#### EXTRACTED TEXT:
....

About six or so years ago, Reynolds Riley started teaching an advanced forensic science class at Peninsula High School. It’s proved to be very popular and Riley now teaches three forensic classes a week to about 100 students.
Students who get a grade of “B”or better can get a five-hour college credit “at no cost to them,”she said. Several students have taken the course as part of a career path.
The class covers the basics of crime scene analysis.
“They learn how to dust for prints, and they know all the basic bag-and-tag protocol for crime scenes. We go into the history of it, we do blood spatter, identifying from bones –– about 15 different units,”Riley said.
Riley got the idea for the class when she attended a conference and read a prototype for the class. “I started teaching it the next week, right out of the book and the kids loved it,”she recalled.
“Some kids really get into the finger printing, some kids are into entomology –– the study of insect life cycles and how long a body has been dead. Some kids are into blood spatter. There are so many different things that we do. Something will spark somebody’s interest and I’ll take that and run with it, Riley said.”
PHS students recently took fourth place in a national forensic competition in Kansas City, Missouri, after winning at the regional and state level.
“We had to process a crime scene. They got 100 percent on their crime scene but they lost points because we didn’t have the money for some expensive equipment, so I made things with money out of my own pocket,”Riley said. “They were supposed to have all this expensive stuff hanging off their belts, but ours was all homemade, so that’s why we lost points. Otherwise, I really believe they would have placed in the top three for sure.”
Caleb Greer, 17, a PHS senior loves the class. “I think it’s awesome and it’s amazing that we can have this level of technology at our school,”the Wauna resident said. “I took the class because I eventually want to become a police officer and eventually become a CSI or something. I thought this class will be really fun and it is,” she said.
Helena Triplett, 17, agreed. “I’ve taken this class before but this is a more advanced class. I really like it because it goes into more detail and it seems like we’re getting a good feel for what it’s really like.”
Forensics classes have also been added at the middle school level as part of the STEM (Science, Technology, Engineering and Math) curriculum, according to Brad Collins who teaches science and biomedical science at Key Peninsula Middle School.

....

#### SUPPLIED INFORMATION:
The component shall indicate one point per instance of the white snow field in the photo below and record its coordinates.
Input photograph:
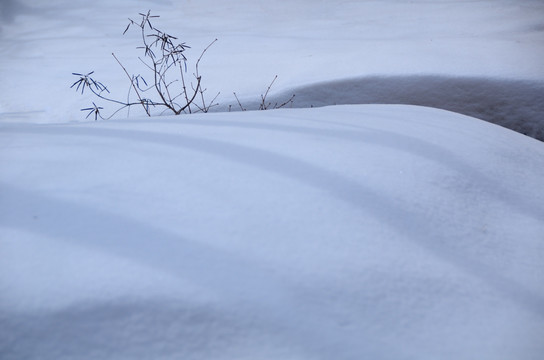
(396, 227)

....

Copy everything in the article above about the forensic science class, from "About six or" down to "crime scene analysis.".

About six or so years ago, Reynolds Riley started teaching an advanced forensic science class at Peninsula High School. It’s proved to be very popular and Riley now teaches three forensic classes a week to about 100 students.
Students who get a grade of “B”or better can get a five-hour college credit “at no cost to them,”she said. Several students have taken the course as part of a career path.
The class covers the basics of crime scene analysis.